**TEXT BLOCK**
........

But I think the response ran the whole gamut and that was what I discovered in the course of my research, and of course that makes the story not only more interesting but more truthful than any kind of “black and white”, so to speak, simplistic thing.
It was very complicated and all the way through I was thinking to myself, ‘well if I had been in my ancestor's shoes, an illiterate poor convict with absolutely no future, suddenly dumped in this place, and realising that it could be the opportunity of a lifetime, what would I have done?’
They are very hard questions to ask yourself because it's very easy to assume with the benefit of hindsight that we would have behaved honorably. But we can't be sure. I think you have to accept the fact that there is a very painful thing that has to be looked at there.
I want to ask you about The Case Against Fragrance. When you are in Melbourne and you go into Myer or David Jones and you go in on the ground floor level, it's overwhelming. This amalgam of sickly sweet, cloying, grabbing fragrances that seem to sweep across you. What was the catalyst for The Case Against Fragrance?
When I was doing the promotional tour for my last book One Life: My Mother's Story, I realised that being out in the world almost always meant that I had a headache.
Because I'm a writer I spend an awful lot of time at home and I see friends and they are used to me not wanting to be around fragrance; that basically fragrance gives me a headache is the thing.
When I was promoting the book it became so bad that I'd been doing crazy things, like sticky-taping the door of the hotel room so the fragrance outside wouldn't come in. And I thought ‘I suppose I’m the only person in the world with this problem, because I've never heard anybody else talk about it; but let's just Google it and see if there are any other humans with this problem,’ and of course as soon as you start researching you realise that one person in three gets either a headache, asthma or nausea or some other bad symptom from fragrance.
I suddenly thought, ‘wait a minute - this is a very common. I'm not a weird one-off; a third of the population is suffering this and yet nobody is talking about it.’
‘So if I did some research, some proper gold-standard science, and looked at the proper rigorous science – not the sort of nonsense you get in forums – and just gather the information and present it in a readable way so that people can make up their own minds about whether they want to go on using this using this stuff, which is not only making other people sick, but some of the chemicals are actually carcinogens and hormone disruptors, so you may be doing yourself harm as well.’
Of course the ethics of where these different fragrances come from in the first place, the different ways they're manufactured and what's used in them, is news. It's the same as mobile phones. There's a whole political and economic discussion that can be had about what exactly is going on there.

........

**INFORMATION SHOWN**
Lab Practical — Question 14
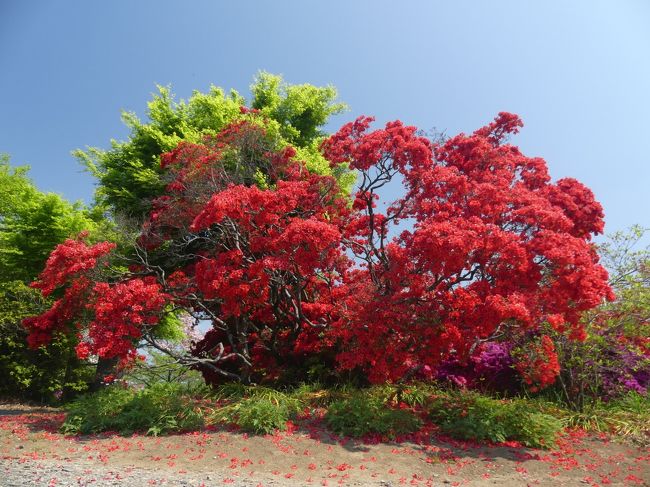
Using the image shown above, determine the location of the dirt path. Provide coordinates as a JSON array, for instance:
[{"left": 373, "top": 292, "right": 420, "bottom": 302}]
[{"left": 0, "top": 405, "right": 650, "bottom": 487}]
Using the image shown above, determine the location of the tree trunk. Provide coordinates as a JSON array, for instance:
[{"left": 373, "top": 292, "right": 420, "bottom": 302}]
[{"left": 90, "top": 357, "right": 118, "bottom": 392}]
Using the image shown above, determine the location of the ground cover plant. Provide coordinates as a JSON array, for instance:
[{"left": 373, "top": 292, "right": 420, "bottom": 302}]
[{"left": 0, "top": 73, "right": 650, "bottom": 478}]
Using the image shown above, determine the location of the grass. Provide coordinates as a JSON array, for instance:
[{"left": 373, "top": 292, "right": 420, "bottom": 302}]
[{"left": 62, "top": 383, "right": 650, "bottom": 447}]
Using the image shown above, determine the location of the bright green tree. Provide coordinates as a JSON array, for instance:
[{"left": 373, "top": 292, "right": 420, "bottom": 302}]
[
  {"left": 74, "top": 72, "right": 354, "bottom": 219},
  {"left": 0, "top": 155, "right": 102, "bottom": 401}
]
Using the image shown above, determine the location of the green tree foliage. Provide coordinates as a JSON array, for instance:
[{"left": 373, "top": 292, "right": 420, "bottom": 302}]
[
  {"left": 74, "top": 72, "right": 353, "bottom": 218},
  {"left": 0, "top": 155, "right": 101, "bottom": 401},
  {"left": 0, "top": 155, "right": 99, "bottom": 281}
]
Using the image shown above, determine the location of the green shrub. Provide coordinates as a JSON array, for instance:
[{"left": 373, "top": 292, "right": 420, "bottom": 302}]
[
  {"left": 325, "top": 394, "right": 422, "bottom": 438},
  {"left": 234, "top": 397, "right": 290, "bottom": 434},
  {"left": 429, "top": 392, "right": 562, "bottom": 448},
  {"left": 209, "top": 384, "right": 305, "bottom": 434},
  {"left": 61, "top": 384, "right": 203, "bottom": 435}
]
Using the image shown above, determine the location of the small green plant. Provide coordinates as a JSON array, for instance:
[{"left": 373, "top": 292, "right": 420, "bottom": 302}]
[
  {"left": 209, "top": 384, "right": 304, "bottom": 434},
  {"left": 235, "top": 397, "right": 290, "bottom": 434},
  {"left": 429, "top": 392, "right": 562, "bottom": 448},
  {"left": 61, "top": 384, "right": 204, "bottom": 435},
  {"left": 325, "top": 394, "right": 422, "bottom": 438}
]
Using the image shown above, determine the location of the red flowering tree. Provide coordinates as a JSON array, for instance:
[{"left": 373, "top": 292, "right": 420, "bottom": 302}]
[
  {"left": 26, "top": 113, "right": 610, "bottom": 383},
  {"left": 324, "top": 113, "right": 612, "bottom": 381}
]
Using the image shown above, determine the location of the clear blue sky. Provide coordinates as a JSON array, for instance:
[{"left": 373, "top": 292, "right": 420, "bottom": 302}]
[{"left": 0, "top": 0, "right": 650, "bottom": 236}]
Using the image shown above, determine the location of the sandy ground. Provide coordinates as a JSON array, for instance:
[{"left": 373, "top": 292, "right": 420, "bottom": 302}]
[{"left": 0, "top": 404, "right": 650, "bottom": 487}]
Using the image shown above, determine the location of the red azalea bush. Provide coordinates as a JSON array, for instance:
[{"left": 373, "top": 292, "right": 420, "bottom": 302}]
[{"left": 25, "top": 113, "right": 611, "bottom": 385}]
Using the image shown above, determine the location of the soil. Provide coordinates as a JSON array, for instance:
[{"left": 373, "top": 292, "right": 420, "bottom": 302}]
[{"left": 0, "top": 404, "right": 650, "bottom": 487}]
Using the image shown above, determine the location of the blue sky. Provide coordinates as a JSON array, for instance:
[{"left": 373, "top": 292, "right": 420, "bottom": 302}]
[{"left": 0, "top": 0, "right": 650, "bottom": 236}]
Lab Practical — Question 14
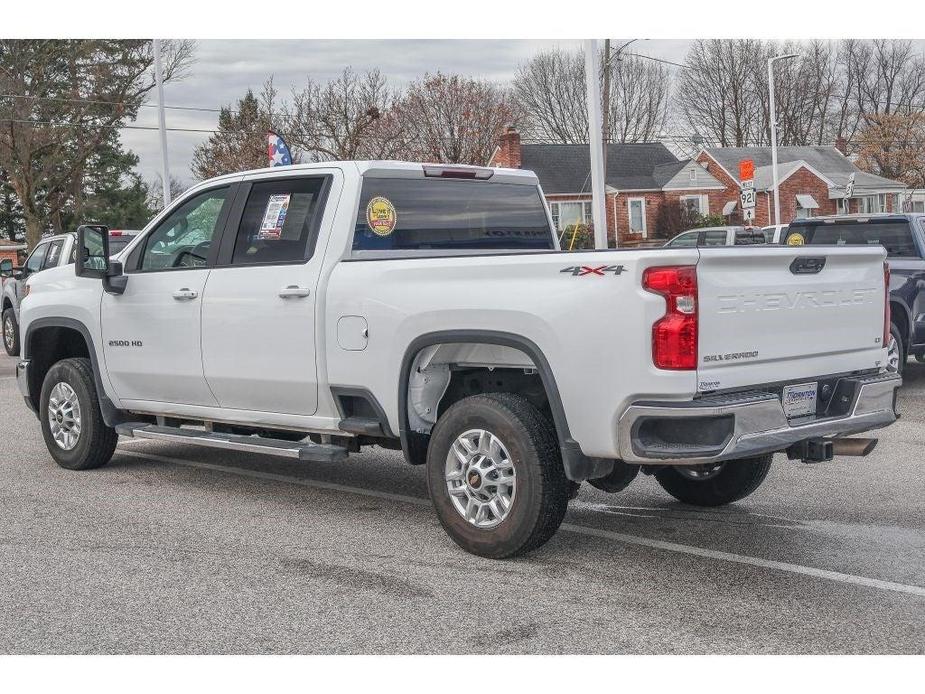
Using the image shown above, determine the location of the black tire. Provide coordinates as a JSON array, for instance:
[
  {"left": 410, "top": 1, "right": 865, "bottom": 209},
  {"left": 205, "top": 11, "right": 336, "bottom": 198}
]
[
  {"left": 890, "top": 323, "right": 907, "bottom": 375},
  {"left": 0, "top": 308, "right": 19, "bottom": 357},
  {"left": 427, "top": 393, "right": 572, "bottom": 559},
  {"left": 39, "top": 358, "right": 119, "bottom": 470},
  {"left": 588, "top": 460, "right": 639, "bottom": 494},
  {"left": 655, "top": 453, "right": 773, "bottom": 506}
]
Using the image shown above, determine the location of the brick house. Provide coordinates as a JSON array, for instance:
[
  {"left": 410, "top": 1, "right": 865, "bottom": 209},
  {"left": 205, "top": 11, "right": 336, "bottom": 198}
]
[
  {"left": 488, "top": 127, "right": 906, "bottom": 246},
  {"left": 488, "top": 127, "right": 726, "bottom": 246},
  {"left": 696, "top": 146, "right": 906, "bottom": 226}
]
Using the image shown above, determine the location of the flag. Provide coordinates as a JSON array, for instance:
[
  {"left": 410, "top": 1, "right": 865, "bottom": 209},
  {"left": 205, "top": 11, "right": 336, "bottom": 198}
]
[{"left": 267, "top": 130, "right": 292, "bottom": 166}]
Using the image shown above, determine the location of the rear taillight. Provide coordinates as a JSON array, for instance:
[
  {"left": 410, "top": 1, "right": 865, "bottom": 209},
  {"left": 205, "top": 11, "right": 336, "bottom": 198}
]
[
  {"left": 642, "top": 265, "right": 697, "bottom": 370},
  {"left": 883, "top": 261, "right": 890, "bottom": 347}
]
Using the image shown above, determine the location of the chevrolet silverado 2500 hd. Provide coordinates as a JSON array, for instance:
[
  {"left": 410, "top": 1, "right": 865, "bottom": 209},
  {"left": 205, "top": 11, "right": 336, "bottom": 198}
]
[{"left": 17, "top": 162, "right": 900, "bottom": 557}]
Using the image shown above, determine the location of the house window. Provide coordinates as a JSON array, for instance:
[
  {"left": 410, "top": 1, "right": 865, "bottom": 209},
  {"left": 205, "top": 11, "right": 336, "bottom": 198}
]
[
  {"left": 680, "top": 195, "right": 709, "bottom": 217},
  {"left": 549, "top": 201, "right": 591, "bottom": 233},
  {"left": 626, "top": 198, "right": 646, "bottom": 236},
  {"left": 858, "top": 193, "right": 886, "bottom": 214}
]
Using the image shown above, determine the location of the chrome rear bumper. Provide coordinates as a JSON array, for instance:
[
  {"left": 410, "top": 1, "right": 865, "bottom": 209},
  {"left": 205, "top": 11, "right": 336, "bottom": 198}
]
[{"left": 618, "top": 373, "right": 902, "bottom": 465}]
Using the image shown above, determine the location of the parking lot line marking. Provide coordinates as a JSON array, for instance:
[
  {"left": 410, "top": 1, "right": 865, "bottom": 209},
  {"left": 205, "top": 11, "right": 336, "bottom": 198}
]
[
  {"left": 560, "top": 523, "right": 925, "bottom": 597},
  {"left": 118, "top": 450, "right": 925, "bottom": 597}
]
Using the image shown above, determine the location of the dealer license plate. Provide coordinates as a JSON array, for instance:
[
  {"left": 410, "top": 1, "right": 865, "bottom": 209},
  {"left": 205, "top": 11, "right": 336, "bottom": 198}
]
[{"left": 781, "top": 381, "right": 819, "bottom": 419}]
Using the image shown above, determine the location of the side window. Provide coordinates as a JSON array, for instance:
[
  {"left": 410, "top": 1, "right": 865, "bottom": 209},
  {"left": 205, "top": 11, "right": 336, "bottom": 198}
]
[
  {"left": 26, "top": 243, "right": 49, "bottom": 273},
  {"left": 231, "top": 177, "right": 325, "bottom": 265},
  {"left": 138, "top": 188, "right": 228, "bottom": 272},
  {"left": 353, "top": 176, "right": 556, "bottom": 251},
  {"left": 733, "top": 229, "right": 760, "bottom": 246},
  {"left": 42, "top": 239, "right": 64, "bottom": 270},
  {"left": 669, "top": 231, "right": 697, "bottom": 247}
]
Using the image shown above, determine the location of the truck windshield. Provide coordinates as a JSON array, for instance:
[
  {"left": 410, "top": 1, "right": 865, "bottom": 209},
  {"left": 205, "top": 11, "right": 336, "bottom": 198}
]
[
  {"left": 353, "top": 177, "right": 555, "bottom": 251},
  {"left": 786, "top": 219, "right": 919, "bottom": 258}
]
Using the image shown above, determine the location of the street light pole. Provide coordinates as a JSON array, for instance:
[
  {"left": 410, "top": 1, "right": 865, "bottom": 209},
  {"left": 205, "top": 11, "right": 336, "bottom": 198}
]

........

**TASKS TO COMPLETE**
1. Set down the passage of the author interview starting with "When I was promoting" and going on through "symptom from fragrance.", word for word.
2. Resume the author interview after its last sentence and carry it forward.

**RESPONSE LIST**
1.
When I was promoting the book it became so bad that I'd been doing crazy things, like sticky-taping the door of the hotel room so the fragrance outside wouldn't come in. And I thought ‘I suppose I’m the only person in the world with this problem, because I've never heard anybody else talk about it; but let's just Google it and see if there are any other humans with this problem,’ and of course as soon as you start researching you realise that one person in three gets either a headache, asthma or nausea or some other bad symptom from fragrance.

2.
There's a lot of mystique about perfumes, but they are all now made of synthetics, because synthetics are thousands of times cheaper than flowers, which is what fragrance used to be made of. No matter how expensive the perfume is, how fancy the bottle is, if it has the word ‘fragrance’ in its ingredients, that one word, by law, is allowed to cover any cocktail of any chemicals. It's a trade secret.
Just finally, I hoped to ask you a little about the process of writing. The hard work.
I have a way of writing that is exploratory. In other words, I disobey that rule that says “Know what you want to write about before you start.”
I don't have plans. I don't write the biographies of the characters and so on before I start writing. It's an exploratory process of rushing into the unknown, rather than the known. To my amazement I’ve found that even people who write very heavily plotted books, very beautifully plotted books, actually start off the same.
Tom Keneally would be a case in point. His books have fabulous, beautifully constructed plots, but they don't necessarily start that way. He describes the pressure of writing as flinging yourself into a whirlpool and trying to swim in the first draft.
That was the same to me. I think an important case to make is to say that creativity is often quite inefficient and you have to just trust the process.
Kate Grenville will be speaking at the Clunes Booktown Festival, May 6 and 7, 2017.